=== Listed entries ===

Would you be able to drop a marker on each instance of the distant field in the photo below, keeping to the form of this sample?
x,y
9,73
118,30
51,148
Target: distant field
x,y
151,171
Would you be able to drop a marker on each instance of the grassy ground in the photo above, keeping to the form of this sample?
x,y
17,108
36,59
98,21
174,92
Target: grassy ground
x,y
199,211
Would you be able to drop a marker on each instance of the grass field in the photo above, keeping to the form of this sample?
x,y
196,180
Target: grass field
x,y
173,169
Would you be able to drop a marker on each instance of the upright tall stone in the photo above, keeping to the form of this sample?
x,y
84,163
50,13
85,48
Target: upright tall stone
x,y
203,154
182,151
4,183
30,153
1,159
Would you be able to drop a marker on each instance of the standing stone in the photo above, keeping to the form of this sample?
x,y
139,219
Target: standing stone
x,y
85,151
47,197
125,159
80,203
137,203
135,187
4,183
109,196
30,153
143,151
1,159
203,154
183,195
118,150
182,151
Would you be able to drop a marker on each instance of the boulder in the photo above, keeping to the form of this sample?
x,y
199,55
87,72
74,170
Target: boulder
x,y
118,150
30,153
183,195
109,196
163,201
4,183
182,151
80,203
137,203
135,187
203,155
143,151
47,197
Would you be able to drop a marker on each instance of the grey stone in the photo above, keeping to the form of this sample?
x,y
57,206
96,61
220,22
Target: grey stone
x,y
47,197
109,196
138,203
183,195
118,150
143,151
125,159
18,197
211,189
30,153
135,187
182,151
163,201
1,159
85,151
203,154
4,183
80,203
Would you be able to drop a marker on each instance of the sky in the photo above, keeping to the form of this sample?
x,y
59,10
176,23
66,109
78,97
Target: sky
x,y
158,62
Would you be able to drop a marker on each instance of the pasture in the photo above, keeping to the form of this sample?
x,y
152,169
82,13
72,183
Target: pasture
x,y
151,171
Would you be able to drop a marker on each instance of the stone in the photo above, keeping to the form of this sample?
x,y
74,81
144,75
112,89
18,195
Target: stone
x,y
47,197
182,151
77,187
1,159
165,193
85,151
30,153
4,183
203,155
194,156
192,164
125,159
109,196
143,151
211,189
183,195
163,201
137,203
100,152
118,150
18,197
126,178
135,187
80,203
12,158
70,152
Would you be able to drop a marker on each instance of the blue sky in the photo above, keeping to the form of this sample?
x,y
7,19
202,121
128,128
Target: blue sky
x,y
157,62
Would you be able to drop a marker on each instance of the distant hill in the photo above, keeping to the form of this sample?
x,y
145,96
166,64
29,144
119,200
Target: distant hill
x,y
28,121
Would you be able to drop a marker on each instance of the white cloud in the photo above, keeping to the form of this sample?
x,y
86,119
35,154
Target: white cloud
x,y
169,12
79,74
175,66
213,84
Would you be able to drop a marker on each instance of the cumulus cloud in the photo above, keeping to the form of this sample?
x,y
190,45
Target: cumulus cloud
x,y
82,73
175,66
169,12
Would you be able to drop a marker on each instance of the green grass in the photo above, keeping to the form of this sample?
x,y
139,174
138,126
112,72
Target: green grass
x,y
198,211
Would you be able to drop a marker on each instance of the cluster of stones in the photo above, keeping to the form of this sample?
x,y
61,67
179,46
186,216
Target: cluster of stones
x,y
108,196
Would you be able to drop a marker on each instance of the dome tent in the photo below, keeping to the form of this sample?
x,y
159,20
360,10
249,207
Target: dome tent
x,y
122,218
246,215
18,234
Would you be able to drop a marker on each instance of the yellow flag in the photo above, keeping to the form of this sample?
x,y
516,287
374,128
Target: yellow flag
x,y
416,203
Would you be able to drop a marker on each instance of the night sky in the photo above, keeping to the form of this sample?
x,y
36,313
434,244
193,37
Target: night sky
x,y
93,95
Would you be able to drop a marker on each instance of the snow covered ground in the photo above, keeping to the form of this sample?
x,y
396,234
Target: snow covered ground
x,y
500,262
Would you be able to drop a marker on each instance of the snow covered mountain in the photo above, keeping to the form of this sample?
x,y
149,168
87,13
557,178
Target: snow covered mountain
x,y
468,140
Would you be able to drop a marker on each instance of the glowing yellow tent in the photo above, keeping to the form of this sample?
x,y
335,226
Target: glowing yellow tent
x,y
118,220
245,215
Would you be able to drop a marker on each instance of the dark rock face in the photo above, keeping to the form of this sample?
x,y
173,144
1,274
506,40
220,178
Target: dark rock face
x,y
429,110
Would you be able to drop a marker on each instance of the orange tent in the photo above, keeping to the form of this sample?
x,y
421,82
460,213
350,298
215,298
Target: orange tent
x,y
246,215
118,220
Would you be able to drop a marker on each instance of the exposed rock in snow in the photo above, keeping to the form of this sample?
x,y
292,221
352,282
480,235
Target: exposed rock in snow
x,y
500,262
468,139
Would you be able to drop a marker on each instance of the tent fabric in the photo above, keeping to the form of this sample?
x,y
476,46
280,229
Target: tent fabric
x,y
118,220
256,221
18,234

===

Work required: Give each line of the records above again, unchanged.

Solved exercise:
Would you be able to drop a marker on each instance of the distant field in the photo below, keeping to the form of this sample?
x,y
9,73
118,30
51,148
Target: distant field
x,y
151,171
Would you be able to drop a marker on each instance of the grassy ground in the photo above, keeping to the form of this sample?
x,y
17,108
36,59
98,21
174,92
Target: grassy ground
x,y
199,211
Would you be able to drop a marker on each instance of the grass field in the photo above, keeping to the form of this sample?
x,y
196,180
Target: grass field
x,y
173,169
Would you be able to drop a marker on each instance of the upright tall stone in the photo above, keeping to the form of this sample?
x,y
84,163
50,13
85,48
Target: upright tall stone
x,y
203,154
182,151
4,183
30,153
1,159
Would you be able to drop a marker on each instance of the standing stone in the photo above, keeping to the form of this sample?
x,y
139,219
Target: standing stone
x,y
85,151
47,197
125,159
80,203
137,203
135,187
4,183
109,196
30,153
143,151
1,159
203,154
183,195
118,150
182,151
Would you be able to drop a marker on each instance of the boulder in the photo above, keeping to the form of this sample?
x,y
199,55
87,72
74,170
Target: boulder
x,y
118,150
30,153
183,195
109,196
163,201
4,183
182,151
80,203
137,203
135,187
203,155
143,151
47,197
Would you be able to drop a marker on each instance of the grey stone in the photo above, keeping to the form of this sample?
x,y
57,206
96,61
220,22
Target: grey stone
x,y
47,197
109,196
138,203
183,195
118,150
143,151
125,159
18,197
211,189
30,153
135,187
182,151
163,201
1,159
85,151
203,154
4,183
80,203
Would you be able to drop a marker on each instance of the sky in the photo above, keeping to the form of this sample?
x,y
59,10
176,23
66,109
78,97
Target: sky
x,y
158,62
Would you be able to drop a marker on each instance of the pasture in the photo above, keeping to the form of this sample?
x,y
152,169
82,13
72,183
Target: pasture
x,y
151,171
Would you be able to drop a marker on each instance of the stone in the photo above, keeping to the form of this sample?
x,y
74,81
144,75
112,89
18,195
Target: stone
x,y
47,197
182,151
77,187
1,159
165,193
85,151
30,153
4,183
203,155
194,156
192,164
125,159
109,196
143,151
211,189
183,195
163,201
137,203
100,152
118,150
18,197
126,178
135,187
80,203
12,158
70,152
Would you be able to drop a marker on each instance of the blue sky in the photo above, keeping to the form of this sample?
x,y
7,19
202,121
128,128
Target: blue sky
x,y
157,62
Would you be able to drop a marker on each instance of the distant hill in the photo above, keeping to the form of this sample?
x,y
145,96
166,64
29,144
119,200
Target: distant hill
x,y
28,121
Would you be able to drop a marker on each instance of the white cloud in the photo above, keeping to the form of this sample?
x,y
86,119
35,154
Target: white cloud
x,y
169,12
79,74
175,66
213,84
Would you be able to drop a marker on each instance of the cumulus cloud in the photo above, keeping to the form of this sample?
x,y
190,45
Target: cumulus cloud
x,y
82,73
175,66
169,12
Would you be able to drop a marker on each instance of the green grass in the photo above, keeping to the form of this sample?
x,y
139,174
138,126
112,72
Target: green grass
x,y
198,211
Would you be able to drop a marker on each instance of the cluster of stones in the photo above, keeping to the form of this sample?
x,y
61,67
179,46
186,216
Target: cluster of stones
x,y
108,196
Would you be able to drop a marker on each instance of the dome tent in the photo below, keeping to the form of this sample?
x,y
159,20
360,10
249,207
Target: dome tent
x,y
122,218
246,215
18,234
Would you be able to drop a marker on each instance of the yellow flag in the photo above, keeping to the form of this sample?
x,y
516,287
374,128
Target: yellow flag
x,y
416,203
Would you be able to drop a marker on each instance of the night sky in the photo above, keeping to the form of this sample?
x,y
36,313
434,244
193,37
Target: night sky
x,y
93,95
Would you be able to drop a marker on each instance of the snow covered ground in the photo above, keeping to the form of this sample?
x,y
396,234
Target: snow covered ground
x,y
500,262
Would you be able to drop a marker on each instance of the snow covered mountain in the photo above, keeping to the form of this sample?
x,y
149,168
87,13
557,178
Target: snow covered mountain
x,y
468,140
Would you be able to drop a marker on each instance of the glowing yellow tent in the photo above, keeping to the form of this sample?
x,y
335,226
Target: glowing yellow tent
x,y
118,220
245,215
Would you be able to drop a marker on each instance of the dark rock face in the photo above, keeping to the form of this sample?
x,y
173,144
1,274
506,40
220,178
Target: dark rock face
x,y
429,110
Would you be able to drop a marker on each instance of the orange tent in the photo above, keeping to the form of this sample?
x,y
421,82
460,213
350,298
215,298
Target: orange tent
x,y
246,215
118,220
Would you be able to drop a marker on each instance of the exposed rock in snow in the photo above, keeping to the form of this sample?
x,y
292,221
352,282
480,235
Target: exposed rock in snow
x,y
500,262
468,139
Would you be able to drop a marker on each instance of the tent fabric in the photo above, keeping to the form of this sample?
x,y
476,46
280,229
Target: tent fabric
x,y
118,220
256,221
18,234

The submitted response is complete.